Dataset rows

----------

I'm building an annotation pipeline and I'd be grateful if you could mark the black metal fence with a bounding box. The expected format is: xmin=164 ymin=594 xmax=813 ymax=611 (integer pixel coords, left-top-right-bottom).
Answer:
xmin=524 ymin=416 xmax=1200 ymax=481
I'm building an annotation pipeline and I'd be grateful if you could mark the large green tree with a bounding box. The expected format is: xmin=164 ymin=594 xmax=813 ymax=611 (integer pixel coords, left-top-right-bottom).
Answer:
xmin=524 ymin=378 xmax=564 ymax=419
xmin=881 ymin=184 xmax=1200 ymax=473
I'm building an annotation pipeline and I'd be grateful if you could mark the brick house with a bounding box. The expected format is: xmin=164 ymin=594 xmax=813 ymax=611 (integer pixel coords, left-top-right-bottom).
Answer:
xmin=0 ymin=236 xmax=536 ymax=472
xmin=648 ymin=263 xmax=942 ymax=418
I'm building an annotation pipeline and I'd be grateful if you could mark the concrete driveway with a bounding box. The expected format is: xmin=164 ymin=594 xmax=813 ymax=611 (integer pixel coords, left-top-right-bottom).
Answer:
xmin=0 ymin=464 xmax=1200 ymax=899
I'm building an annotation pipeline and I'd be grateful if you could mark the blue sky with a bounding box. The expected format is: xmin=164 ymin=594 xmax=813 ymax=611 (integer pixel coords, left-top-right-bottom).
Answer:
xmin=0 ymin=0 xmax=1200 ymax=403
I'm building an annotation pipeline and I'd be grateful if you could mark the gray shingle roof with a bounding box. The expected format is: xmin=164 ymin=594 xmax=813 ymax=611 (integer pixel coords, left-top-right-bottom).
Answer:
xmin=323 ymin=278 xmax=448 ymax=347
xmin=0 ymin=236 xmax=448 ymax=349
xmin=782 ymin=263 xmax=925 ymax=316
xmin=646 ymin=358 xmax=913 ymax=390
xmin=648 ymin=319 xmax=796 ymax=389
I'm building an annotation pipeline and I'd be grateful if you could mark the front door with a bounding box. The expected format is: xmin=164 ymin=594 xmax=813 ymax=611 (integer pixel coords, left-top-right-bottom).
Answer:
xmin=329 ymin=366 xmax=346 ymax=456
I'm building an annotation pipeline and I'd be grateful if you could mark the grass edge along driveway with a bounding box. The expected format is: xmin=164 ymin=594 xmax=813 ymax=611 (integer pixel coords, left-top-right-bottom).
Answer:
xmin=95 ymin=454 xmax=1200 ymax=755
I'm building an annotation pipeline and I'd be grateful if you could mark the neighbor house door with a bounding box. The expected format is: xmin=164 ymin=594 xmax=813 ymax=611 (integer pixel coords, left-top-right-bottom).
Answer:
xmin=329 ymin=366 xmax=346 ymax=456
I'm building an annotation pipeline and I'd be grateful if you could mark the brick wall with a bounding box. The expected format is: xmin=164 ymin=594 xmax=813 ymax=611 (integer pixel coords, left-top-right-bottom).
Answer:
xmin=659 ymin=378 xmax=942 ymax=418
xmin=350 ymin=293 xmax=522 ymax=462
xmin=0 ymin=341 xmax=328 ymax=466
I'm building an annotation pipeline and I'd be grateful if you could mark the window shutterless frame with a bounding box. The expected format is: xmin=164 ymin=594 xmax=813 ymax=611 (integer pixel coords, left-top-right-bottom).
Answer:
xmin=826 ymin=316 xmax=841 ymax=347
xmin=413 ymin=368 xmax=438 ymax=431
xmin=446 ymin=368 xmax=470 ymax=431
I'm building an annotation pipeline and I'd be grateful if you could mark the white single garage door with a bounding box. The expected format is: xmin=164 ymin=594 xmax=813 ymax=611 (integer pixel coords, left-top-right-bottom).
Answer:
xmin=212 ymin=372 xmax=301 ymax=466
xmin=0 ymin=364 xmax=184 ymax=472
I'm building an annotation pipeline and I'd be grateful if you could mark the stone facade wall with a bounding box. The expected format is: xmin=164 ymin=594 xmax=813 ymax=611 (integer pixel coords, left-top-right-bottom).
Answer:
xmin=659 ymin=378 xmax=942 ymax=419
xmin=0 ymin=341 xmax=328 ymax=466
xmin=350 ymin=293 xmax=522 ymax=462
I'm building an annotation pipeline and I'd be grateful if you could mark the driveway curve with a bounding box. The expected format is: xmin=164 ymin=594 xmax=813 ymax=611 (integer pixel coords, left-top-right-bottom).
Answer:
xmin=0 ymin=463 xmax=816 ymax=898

----------

- _Problem_: Arrange the entries as a CSV with two columns, "text" and "answer", one row per entry. Put each value in its own quoted field and turn any line breaks into spaces.

- _The completed task_:
text,answer
"I'm building an annotation pipeline and I'd be grateful if you could mark the black metal fence with a bounding box. The expected format is: xmin=164 ymin=594 xmax=813 ymax=611 (integer pixel coords, left-top-right-bottom). Answer:","xmin=524 ymin=416 xmax=1200 ymax=481"
"I'm building an annotation pipeline and I'd be grateful if you could mark the large green tree with a bounding box. The expected format is: xmin=164 ymin=594 xmax=813 ymax=611 (integer pixel coords, left-top-right-bottom). Answer:","xmin=524 ymin=378 xmax=564 ymax=419 xmin=881 ymin=184 xmax=1200 ymax=473"
"I'm building an annotation pipeline and I'd be grateful if you could mark the brick house with a bounding box. The expected format is: xmin=164 ymin=594 xmax=813 ymax=611 (integer pixel coords, left-top-right-bottom). Answer:","xmin=0 ymin=236 xmax=536 ymax=472 xmin=648 ymin=263 xmax=942 ymax=418"
"I'm building an annotation pipeline and I'd be grateful if you could mark the concrete driveway with a bounding box. The expected format is: xmin=164 ymin=594 xmax=813 ymax=611 (integer pixel coords, left-top-right-bottom). Answer:","xmin=0 ymin=464 xmax=1200 ymax=899"
"I'm building an annotation pipeline and I'd be grateful if you could mark the blue sky with a bounding box. The expected format is: xmin=164 ymin=594 xmax=813 ymax=611 (integer pixel coords, left-top-right-bottom). Answer:","xmin=0 ymin=0 xmax=1200 ymax=403"
"I'm building an annotation pipeline and I'd be grateful if you could mark the gray shingle roof with a bounding box. The expected format is: xmin=164 ymin=594 xmax=813 ymax=611 (integer pixel coords, left-top-right-bottom). Answer:","xmin=323 ymin=278 xmax=448 ymax=347 xmin=0 ymin=236 xmax=448 ymax=349 xmin=782 ymin=263 xmax=925 ymax=316 xmin=646 ymin=358 xmax=913 ymax=390 xmin=648 ymin=319 xmax=796 ymax=389"
"I'm building an annotation pipeline and I'd be grateful if you could mark the front door with a bounding box. The expected format is: xmin=164 ymin=594 xmax=813 ymax=611 (integer pixel coords, left-top-right-bottom). Answer:","xmin=329 ymin=366 xmax=346 ymax=456"
"I'm building an annotation pipeline and I'd be grateful if you could mark the grass edge along driveway with a bounding box. The expected format is: xmin=164 ymin=594 xmax=813 ymax=611 (integer pixel coords, left-top-right-bottom). Answer:","xmin=95 ymin=454 xmax=1200 ymax=755"
"I'm building an annotation pipeline and I'd be grateful if you could mark the neighbor house door with a bounding box. The expected format is: xmin=164 ymin=594 xmax=813 ymax=611 (integer pixel coords, left-top-right-bottom). Answer:","xmin=329 ymin=366 xmax=346 ymax=456"
"I'm building an annotation pipeline and I'd be grateful if you could mark the brick wall with a bounding box. The expected format is: xmin=164 ymin=594 xmax=813 ymax=611 (integer pixel coords, left-top-right-bottom). Answer:","xmin=659 ymin=378 xmax=942 ymax=418 xmin=350 ymin=293 xmax=522 ymax=462 xmin=0 ymin=341 xmax=328 ymax=466"
"I'm building an annotation pipeline and I'd be grateful if you could mark the window shutterless frame with a bounding box. The expected format is: xmin=164 ymin=594 xmax=813 ymax=611 (integer pixel coords, left-top-right-bottom). Answer:","xmin=826 ymin=316 xmax=841 ymax=347 xmin=413 ymin=368 xmax=438 ymax=431 xmin=446 ymin=368 xmax=470 ymax=431"
"I'm building an annotation pipeline and I'd be grateful if you could mark the white single garage door with a bounding box. The expected format is: xmin=164 ymin=594 xmax=813 ymax=611 (integer pixel coords, left-top-right-bottom). Answer:","xmin=212 ymin=372 xmax=301 ymax=466 xmin=0 ymin=364 xmax=184 ymax=472"
"I'm building an annotation pipeline and I'd be grateful if you could mark the stone facade wall with a bounding box. The expected format is: xmin=164 ymin=594 xmax=813 ymax=611 (integer pixel coords, left-top-right-bottom). Answer:","xmin=659 ymin=378 xmax=942 ymax=419 xmin=0 ymin=341 xmax=328 ymax=466 xmin=350 ymin=293 xmax=522 ymax=462"
"I'm building an annotation pipeline and I'd be grateful if you could mark the driveway curve with a bounding box. The expected format is: xmin=164 ymin=594 xmax=813 ymax=611 (integer pixel coords, left-top-right-bottom). Answer:","xmin=0 ymin=463 xmax=816 ymax=898"